▶ [Text excerpt]
--- --- ---
From The Desk Of I Love You But I’ve Chosen Darkness: Indonesian Music And Shadow Plays

“There was no sense of urgency, no real plan to finish this album,” says Chris Goyer, lead singer of I Love You But I’ve Chosen Darkness, a band that’s taken eight years to follow-up Fear Is On Our Side. With titles like “You Are Dead To Me” and “The Sun Burns Out,” Dust picks up exactly where Fear left off, piling dark atmospherics on top of pained, brooding, impenetrable lyrics about whatever happened to be on Goyer’s mind when the tape started rolling. If it sounds heavy, that’s because Ministry’s Paul Barker produced the album, just like the one before. If it occasionally sounds lighter, that’s because the rest of the band members—Daniel Del Favero, Ed Robert, Ernest Salaz and Tim White—haven’t lost their fondness for modular synths, chorus pedals and looping guitar arpeggios. ILYBICD will be guest editing magnetmagazine.com all week. Read our recent feature on them.
--- --- ---
▶ [Set problem] Duplicate the entire band profile, word for word. The listing plays no part in what needs doing here.

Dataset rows
--- --- ---
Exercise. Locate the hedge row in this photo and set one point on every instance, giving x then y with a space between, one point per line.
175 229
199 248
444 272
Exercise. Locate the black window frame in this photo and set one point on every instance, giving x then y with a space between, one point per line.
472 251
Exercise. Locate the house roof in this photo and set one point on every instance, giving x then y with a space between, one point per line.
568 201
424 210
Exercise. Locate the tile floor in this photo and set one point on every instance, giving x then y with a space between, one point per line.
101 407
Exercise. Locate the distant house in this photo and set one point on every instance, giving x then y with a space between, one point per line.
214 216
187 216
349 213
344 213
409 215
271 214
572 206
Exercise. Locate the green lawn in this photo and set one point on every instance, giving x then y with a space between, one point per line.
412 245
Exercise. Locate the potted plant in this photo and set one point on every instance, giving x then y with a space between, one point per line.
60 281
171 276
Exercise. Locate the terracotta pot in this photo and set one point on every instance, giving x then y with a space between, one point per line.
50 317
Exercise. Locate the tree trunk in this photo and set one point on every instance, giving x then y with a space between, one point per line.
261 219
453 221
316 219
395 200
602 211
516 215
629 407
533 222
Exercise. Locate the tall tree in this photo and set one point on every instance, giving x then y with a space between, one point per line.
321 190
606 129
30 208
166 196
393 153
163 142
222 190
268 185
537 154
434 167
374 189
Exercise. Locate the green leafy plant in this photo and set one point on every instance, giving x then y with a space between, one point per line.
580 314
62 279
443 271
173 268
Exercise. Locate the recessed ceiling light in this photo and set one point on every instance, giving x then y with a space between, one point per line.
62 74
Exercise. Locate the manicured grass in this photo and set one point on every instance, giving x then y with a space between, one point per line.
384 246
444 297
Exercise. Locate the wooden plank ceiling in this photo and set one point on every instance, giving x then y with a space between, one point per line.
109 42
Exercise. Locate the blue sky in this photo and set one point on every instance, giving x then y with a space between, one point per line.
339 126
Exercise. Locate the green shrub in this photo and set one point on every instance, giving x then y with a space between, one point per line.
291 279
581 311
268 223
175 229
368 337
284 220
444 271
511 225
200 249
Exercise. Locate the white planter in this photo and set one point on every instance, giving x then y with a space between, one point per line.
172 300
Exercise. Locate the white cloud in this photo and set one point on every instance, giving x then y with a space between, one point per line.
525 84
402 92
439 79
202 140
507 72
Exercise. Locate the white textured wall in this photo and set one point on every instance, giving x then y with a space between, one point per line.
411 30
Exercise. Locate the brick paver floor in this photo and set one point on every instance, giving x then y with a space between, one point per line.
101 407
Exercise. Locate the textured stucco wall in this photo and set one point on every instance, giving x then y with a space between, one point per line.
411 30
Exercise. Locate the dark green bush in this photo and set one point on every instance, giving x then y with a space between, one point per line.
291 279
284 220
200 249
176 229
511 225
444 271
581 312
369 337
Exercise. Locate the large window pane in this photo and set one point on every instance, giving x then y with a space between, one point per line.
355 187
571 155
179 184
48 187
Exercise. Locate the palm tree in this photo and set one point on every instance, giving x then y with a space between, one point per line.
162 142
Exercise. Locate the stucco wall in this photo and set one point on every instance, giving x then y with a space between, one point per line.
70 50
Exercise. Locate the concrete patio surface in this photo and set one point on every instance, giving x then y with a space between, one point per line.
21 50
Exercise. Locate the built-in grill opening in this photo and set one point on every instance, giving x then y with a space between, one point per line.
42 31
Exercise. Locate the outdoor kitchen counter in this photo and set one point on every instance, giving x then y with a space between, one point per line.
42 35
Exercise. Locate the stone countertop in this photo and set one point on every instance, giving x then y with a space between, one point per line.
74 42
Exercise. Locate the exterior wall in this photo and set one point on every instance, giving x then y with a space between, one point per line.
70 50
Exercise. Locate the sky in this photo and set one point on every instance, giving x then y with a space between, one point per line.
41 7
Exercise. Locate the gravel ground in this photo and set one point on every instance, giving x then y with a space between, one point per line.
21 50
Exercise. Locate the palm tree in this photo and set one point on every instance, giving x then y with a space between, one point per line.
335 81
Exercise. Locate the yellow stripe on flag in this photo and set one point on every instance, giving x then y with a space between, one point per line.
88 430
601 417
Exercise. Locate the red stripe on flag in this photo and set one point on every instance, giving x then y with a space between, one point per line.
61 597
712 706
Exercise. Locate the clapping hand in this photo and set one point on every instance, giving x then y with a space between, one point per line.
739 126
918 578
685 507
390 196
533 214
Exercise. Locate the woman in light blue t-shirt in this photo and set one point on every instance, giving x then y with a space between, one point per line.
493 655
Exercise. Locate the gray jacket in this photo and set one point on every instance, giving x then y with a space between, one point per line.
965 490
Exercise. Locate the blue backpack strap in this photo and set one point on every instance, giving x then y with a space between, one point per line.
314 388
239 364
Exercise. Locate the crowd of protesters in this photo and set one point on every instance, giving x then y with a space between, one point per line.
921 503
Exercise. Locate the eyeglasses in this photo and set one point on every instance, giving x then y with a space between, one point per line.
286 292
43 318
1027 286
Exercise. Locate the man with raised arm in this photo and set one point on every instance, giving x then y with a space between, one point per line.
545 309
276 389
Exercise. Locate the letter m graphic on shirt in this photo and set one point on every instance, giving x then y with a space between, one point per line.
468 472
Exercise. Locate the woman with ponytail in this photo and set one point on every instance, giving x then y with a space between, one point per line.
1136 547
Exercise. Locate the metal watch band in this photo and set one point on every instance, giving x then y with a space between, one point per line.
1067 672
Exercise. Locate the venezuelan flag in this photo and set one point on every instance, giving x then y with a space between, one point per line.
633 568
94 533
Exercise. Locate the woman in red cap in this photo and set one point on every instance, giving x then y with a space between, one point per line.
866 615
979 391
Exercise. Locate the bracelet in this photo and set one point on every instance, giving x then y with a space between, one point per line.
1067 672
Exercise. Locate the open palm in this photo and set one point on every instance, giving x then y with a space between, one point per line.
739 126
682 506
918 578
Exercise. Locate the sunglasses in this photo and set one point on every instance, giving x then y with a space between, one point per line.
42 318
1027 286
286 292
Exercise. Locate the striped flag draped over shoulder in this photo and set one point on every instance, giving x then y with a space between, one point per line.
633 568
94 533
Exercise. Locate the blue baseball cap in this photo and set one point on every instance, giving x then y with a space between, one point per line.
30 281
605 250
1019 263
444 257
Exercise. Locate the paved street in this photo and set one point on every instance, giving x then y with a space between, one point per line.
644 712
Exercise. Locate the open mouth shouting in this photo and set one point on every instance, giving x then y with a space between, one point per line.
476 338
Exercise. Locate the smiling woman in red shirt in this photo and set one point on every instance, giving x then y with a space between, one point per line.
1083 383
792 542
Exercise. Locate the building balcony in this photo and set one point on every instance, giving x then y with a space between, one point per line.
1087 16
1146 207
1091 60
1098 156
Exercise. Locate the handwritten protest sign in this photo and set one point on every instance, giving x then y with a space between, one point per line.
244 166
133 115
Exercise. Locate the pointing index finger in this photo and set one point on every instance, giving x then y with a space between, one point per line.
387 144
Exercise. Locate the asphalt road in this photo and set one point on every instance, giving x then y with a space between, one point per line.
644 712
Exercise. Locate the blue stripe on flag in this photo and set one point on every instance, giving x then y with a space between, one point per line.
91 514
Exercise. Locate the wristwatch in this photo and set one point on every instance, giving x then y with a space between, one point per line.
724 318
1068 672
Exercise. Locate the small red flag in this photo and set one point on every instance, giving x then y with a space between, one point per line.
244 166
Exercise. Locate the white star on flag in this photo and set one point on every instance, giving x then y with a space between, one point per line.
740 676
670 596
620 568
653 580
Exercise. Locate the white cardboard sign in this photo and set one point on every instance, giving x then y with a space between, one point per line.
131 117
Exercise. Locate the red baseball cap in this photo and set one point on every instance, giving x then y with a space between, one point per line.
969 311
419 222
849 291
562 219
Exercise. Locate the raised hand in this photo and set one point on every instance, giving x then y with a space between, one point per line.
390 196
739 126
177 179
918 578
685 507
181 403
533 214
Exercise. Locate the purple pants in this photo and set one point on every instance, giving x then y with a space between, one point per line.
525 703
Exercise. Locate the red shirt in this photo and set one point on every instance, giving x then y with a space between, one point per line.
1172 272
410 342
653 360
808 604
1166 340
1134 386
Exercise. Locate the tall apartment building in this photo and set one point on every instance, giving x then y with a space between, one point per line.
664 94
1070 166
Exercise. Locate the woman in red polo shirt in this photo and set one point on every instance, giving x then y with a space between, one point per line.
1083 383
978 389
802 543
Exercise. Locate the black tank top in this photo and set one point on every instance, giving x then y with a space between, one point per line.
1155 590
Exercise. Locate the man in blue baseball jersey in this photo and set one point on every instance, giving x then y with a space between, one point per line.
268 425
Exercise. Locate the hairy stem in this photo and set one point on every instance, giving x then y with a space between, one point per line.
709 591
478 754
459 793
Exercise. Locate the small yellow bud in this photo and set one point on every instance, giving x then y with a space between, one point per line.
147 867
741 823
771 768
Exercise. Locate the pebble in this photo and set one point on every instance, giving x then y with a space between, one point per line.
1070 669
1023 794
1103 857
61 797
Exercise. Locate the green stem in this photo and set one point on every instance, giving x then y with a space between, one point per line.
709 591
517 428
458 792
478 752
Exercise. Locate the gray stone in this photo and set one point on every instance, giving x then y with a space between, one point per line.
--- --- ---
▶ [Output for this task]
From The Desk Of I Love You But I’ve Chosen Darkness: Indonesian Music And Shadow Plays

“There was no sense of urgency, no real plan to finish this album,” says Chris Goyer, lead singer of I Love You But I’ve Chosen Darkness, a band that’s taken eight years to follow-up Fear Is On Our Side. With titles like “You Are Dead To Me” and “The Sun Burns Out,” Dust picks up exactly where Fear left off, piling dark atmospherics on top of pained, brooding, impenetrable lyrics about whatever happened to be on Goyer’s mind when the tape started rolling. If it sounds heavy, that’s because Ministry’s Paul Barker produced the album, just like the one before. If it occasionally sounds lighter, that’s because the rest of the band members—Daniel Del Favero, Ed Robert, Ernest Salaz and Tim White—haven’t lost their fondness for modular synths, chorus pedals and looping guitar arpeggios. ILYBICD will be guest editing magnetmagazine.com all week. Read our recent feature on them.